╭─ INPUT DATA
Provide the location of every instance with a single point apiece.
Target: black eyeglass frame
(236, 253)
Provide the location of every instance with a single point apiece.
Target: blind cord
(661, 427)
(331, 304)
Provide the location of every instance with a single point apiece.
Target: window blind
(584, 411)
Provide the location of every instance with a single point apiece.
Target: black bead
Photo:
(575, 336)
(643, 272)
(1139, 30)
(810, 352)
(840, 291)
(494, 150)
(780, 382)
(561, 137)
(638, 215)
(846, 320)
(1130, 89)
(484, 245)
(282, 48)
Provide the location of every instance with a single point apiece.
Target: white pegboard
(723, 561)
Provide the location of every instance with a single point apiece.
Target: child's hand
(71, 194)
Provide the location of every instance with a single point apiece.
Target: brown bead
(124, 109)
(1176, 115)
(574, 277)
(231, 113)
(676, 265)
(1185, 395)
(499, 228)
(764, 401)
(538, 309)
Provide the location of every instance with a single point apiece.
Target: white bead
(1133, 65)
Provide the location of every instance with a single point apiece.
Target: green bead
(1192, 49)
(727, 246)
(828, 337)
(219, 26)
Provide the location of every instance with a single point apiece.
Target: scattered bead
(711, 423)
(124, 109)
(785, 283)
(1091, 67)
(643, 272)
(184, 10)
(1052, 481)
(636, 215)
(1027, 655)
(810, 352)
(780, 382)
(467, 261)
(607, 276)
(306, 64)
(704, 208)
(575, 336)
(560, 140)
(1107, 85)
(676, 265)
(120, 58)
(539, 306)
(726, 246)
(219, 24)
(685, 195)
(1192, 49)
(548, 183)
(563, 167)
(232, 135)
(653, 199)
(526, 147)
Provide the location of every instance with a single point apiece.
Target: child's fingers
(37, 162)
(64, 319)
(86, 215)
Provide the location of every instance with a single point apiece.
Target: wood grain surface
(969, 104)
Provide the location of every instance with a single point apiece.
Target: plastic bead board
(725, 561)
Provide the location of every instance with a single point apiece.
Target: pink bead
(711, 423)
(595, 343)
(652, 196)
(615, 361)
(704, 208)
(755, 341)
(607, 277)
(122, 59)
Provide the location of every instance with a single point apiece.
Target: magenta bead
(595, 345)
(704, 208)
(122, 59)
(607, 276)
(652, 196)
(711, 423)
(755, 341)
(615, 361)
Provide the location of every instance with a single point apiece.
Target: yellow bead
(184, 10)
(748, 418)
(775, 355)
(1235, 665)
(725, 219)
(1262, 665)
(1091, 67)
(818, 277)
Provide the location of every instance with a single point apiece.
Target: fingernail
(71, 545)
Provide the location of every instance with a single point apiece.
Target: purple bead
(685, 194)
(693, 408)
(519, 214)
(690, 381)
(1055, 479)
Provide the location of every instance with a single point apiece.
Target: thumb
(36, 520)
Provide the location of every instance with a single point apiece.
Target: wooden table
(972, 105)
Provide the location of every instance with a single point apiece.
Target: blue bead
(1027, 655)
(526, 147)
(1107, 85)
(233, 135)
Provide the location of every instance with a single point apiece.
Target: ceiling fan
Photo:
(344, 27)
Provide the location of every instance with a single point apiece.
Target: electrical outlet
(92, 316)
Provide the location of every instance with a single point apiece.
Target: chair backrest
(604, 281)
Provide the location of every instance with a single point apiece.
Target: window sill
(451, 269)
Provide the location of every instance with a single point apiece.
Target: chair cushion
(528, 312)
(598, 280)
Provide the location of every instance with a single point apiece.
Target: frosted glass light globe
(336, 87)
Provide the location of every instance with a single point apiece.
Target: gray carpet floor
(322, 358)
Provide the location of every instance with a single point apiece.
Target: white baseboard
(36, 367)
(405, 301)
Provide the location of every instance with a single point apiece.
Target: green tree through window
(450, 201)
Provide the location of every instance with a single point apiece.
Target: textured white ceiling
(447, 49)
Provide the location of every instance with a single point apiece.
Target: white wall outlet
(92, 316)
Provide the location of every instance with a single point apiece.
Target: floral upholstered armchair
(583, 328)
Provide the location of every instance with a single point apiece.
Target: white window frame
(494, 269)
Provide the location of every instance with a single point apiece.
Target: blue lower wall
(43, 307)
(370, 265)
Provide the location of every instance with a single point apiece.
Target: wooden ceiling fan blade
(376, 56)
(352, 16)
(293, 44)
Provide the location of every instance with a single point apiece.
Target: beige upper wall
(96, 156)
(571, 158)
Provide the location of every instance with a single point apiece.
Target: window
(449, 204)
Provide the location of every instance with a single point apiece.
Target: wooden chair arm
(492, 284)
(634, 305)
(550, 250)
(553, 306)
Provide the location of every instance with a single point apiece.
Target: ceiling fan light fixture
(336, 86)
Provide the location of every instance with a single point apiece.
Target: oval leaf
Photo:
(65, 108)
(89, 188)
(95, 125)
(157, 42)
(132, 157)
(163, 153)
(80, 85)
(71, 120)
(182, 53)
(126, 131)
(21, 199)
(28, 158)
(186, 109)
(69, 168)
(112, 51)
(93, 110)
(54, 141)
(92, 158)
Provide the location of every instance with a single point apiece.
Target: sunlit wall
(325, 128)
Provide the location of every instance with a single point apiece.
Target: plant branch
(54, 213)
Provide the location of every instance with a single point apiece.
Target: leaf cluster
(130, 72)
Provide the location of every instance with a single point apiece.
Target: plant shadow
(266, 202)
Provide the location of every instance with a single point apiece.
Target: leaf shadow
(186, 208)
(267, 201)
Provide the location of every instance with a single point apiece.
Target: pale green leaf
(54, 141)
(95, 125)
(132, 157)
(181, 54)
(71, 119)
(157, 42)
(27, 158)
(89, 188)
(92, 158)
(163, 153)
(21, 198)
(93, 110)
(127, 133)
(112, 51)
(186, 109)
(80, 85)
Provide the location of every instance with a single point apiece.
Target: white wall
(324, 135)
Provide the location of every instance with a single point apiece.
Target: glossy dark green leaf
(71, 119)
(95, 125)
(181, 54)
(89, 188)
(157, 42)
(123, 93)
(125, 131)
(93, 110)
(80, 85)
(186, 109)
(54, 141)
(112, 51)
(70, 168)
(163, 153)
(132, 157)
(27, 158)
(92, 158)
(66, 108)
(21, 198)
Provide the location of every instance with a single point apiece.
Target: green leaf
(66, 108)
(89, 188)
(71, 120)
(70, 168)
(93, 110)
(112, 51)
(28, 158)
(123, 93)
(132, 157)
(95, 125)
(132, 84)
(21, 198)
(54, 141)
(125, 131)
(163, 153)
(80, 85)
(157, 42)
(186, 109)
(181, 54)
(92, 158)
╰─
**REQUIRED WORK**. Repeat the listing exactly, leaving nothing out.

**FINAL ANSWER**.
Provide the location of every instance with a single point apiece.
Target: black eyeglass frame
(236, 253)
Provide the location of every instance with a single point apiece.
Target: blind cord
(661, 427)
(331, 304)
Provide the location of every instance with a single point apiece.
Target: window blind
(584, 411)
Provide the location of every instance with a single point apiece.
Target: black bead
Photo:
(575, 336)
(643, 272)
(1139, 30)
(810, 352)
(840, 291)
(494, 150)
(780, 382)
(561, 137)
(638, 215)
(846, 320)
(1130, 89)
(484, 245)
(282, 48)
Provide the location of every instance with a single point apiece.
Target: white pegboard
(723, 561)
Provide the location of every instance with a single point apiece.
Target: child's hand
(71, 194)
Provide the location of every instance with a single point apiece.
Target: brown bead
(124, 109)
(1176, 115)
(574, 277)
(231, 113)
(676, 265)
(1185, 395)
(499, 228)
(764, 401)
(538, 309)
Provide the location of every instance with a single point apiece.
Target: white bead
(1133, 65)
Provide the location of every instance with a single point apiece.
Target: green bead
(1192, 49)
(727, 246)
(828, 337)
(219, 26)
Provide the location of every instance with a single point apiece.
Target: scattered bead
(711, 423)
(124, 109)
(785, 283)
(1091, 67)
(643, 272)
(184, 10)
(1052, 481)
(636, 215)
(1027, 655)
(810, 352)
(780, 382)
(467, 261)
(607, 276)
(306, 64)
(704, 208)
(575, 336)
(560, 140)
(1107, 85)
(676, 265)
(120, 58)
(539, 306)
(726, 246)
(219, 24)
(685, 195)
(1192, 49)
(548, 183)
(563, 167)
(232, 135)
(653, 199)
(526, 147)
Provide the location of every instance with a single point apiece.
Target: child's fingers
(37, 162)
(64, 319)
(86, 215)
Provide the location of every instance with a single point apiece.
Target: wood grain surface
(969, 104)
Provide the location of every instance with a single point apiece.
Target: plastic bead board
(725, 561)
Provide the location of every instance with a single point apiece.
Target: pink bead
(711, 423)
(595, 343)
(652, 196)
(615, 361)
(704, 208)
(755, 341)
(607, 277)
(122, 59)
Provide the location of every instance with a single point apiece.
Target: magenta bead
(595, 345)
(704, 208)
(122, 59)
(607, 276)
(652, 196)
(711, 423)
(755, 341)
(615, 361)
Provide the location of every instance with a single point apiece.
Target: yellow bead
(184, 10)
(748, 418)
(775, 355)
(1235, 665)
(725, 219)
(1262, 665)
(1091, 67)
(818, 277)
Provide the location of every instance with a single point apiece.
Target: fingernail
(71, 545)
Provide the location of every instance with a single point apiece.
Target: purple bead
(685, 194)
(693, 408)
(519, 214)
(690, 381)
(1055, 479)
Provide the location of every instance with a single point apiece.
Target: thumb
(36, 520)
Provide the location of every instance with a single point apiece.
Target: wooden table
(972, 105)
Provide the location of every instance with a single point apiece.
Target: blue bead
(1027, 655)
(526, 147)
(1107, 85)
(233, 135)
Provide the location of every instance with a single point apiece.
Target: ceiling fan
Photo:
(344, 27)
Provide the location of every instance with a single point apiece.
Target: electrical outlet
(92, 316)
Provide the location of every instance with a single point apiece.
Target: chair backrest
(604, 281)
Provide the location of every instance with a single point apiece.
Target: window sill
(451, 269)
Provide the location of every instance with a single point apiece.
Target: chair cushion
(528, 312)
(598, 280)
Provide the location of every instance with a single point apiece.
Target: frosted glass light globe
(336, 87)
Provide the location of every instance with a single point apiece.
Target: gray carpet floor
(322, 358)
Provide the location of every instance with a single point apiece.
Target: white baseboard
(36, 367)
(405, 301)
Provide the location of every instance with a single point apiece.
Target: green tree through window
(450, 201)
Provide the location of every instance with a single point apiece.
Target: textured white ceiling
(447, 49)
Provide the location of every instance with a single point apiece.
Target: white wall outlet
(92, 316)
Provide the location of every instance with a single point apiece.
Target: floral upholstered armchair
(583, 328)
Provide the location of every instance with a single point apiece.
Target: white window frame
(494, 269)
Provide the location of every instance with a single point apiece.
Target: blue lower wall
(43, 307)
(370, 265)
Provide the location of every instance with a single point apiece.
Target: wooden ceiling fan blade
(376, 56)
(352, 16)
(293, 44)
Provide the location of every instance with a single point apiece.
Target: beige upper wall
(96, 156)
(571, 158)
Provide the location of every instance with a single point apiece.
Target: window
(449, 204)
Provide the location of every instance with a single point apiece.
Target: wooden chair arm
(492, 284)
(634, 305)
(550, 250)
(553, 306)
Provide the location of every instance with a single point apiece.
Target: ceiling fan light fixture
(336, 86)
Provide the location of every instance with a single point apiece.
Target: oval leaf
Photo:
(65, 108)
(89, 188)
(95, 125)
(157, 42)
(132, 157)
(163, 153)
(80, 85)
(71, 120)
(182, 53)
(126, 131)
(21, 199)
(28, 158)
(186, 109)
(69, 168)
(112, 51)
(93, 110)
(54, 141)
(92, 158)
Provide the location of every instance with a single point apiece.
Target: sunlit wall
(325, 128)
Provide the location of every instance with a single point apiece.
Target: plant branch
(54, 213)
Provide the location of every instance with a single point apiece.
Target: leaf cluster
(130, 72)
Provide the location of every instance with a single point apiece.
Target: plant shadow
(266, 202)
Provide the location of every instance with a single point apiece.
Target: leaf shadow
(186, 208)
(267, 201)
Provide the location of every instance with a single point apiece.
Target: pale green leaf
(54, 141)
(95, 125)
(132, 157)
(181, 54)
(71, 119)
(157, 42)
(27, 158)
(89, 188)
(92, 158)
(163, 153)
(21, 198)
(93, 110)
(127, 133)
(112, 51)
(186, 109)
(80, 85)
Provide the location of every instance with a single point apiece.
Target: white wall
(324, 135)
Provide the location of every instance with a single point apiece.
Target: glossy dark green leaf
(71, 119)
(95, 125)
(181, 54)
(89, 188)
(157, 42)
(123, 93)
(125, 131)
(93, 110)
(80, 85)
(186, 109)
(54, 141)
(112, 51)
(70, 168)
(163, 153)
(132, 157)
(27, 158)
(92, 158)
(66, 108)
(21, 198)
Provide the location of every instance with a single point apiece.
Target: green leaf
(66, 108)
(89, 188)
(71, 120)
(70, 168)
(93, 110)
(112, 51)
(28, 158)
(123, 93)
(132, 157)
(95, 125)
(132, 84)
(21, 198)
(54, 141)
(125, 131)
(163, 153)
(80, 85)
(157, 42)
(186, 109)
(181, 54)
(92, 158)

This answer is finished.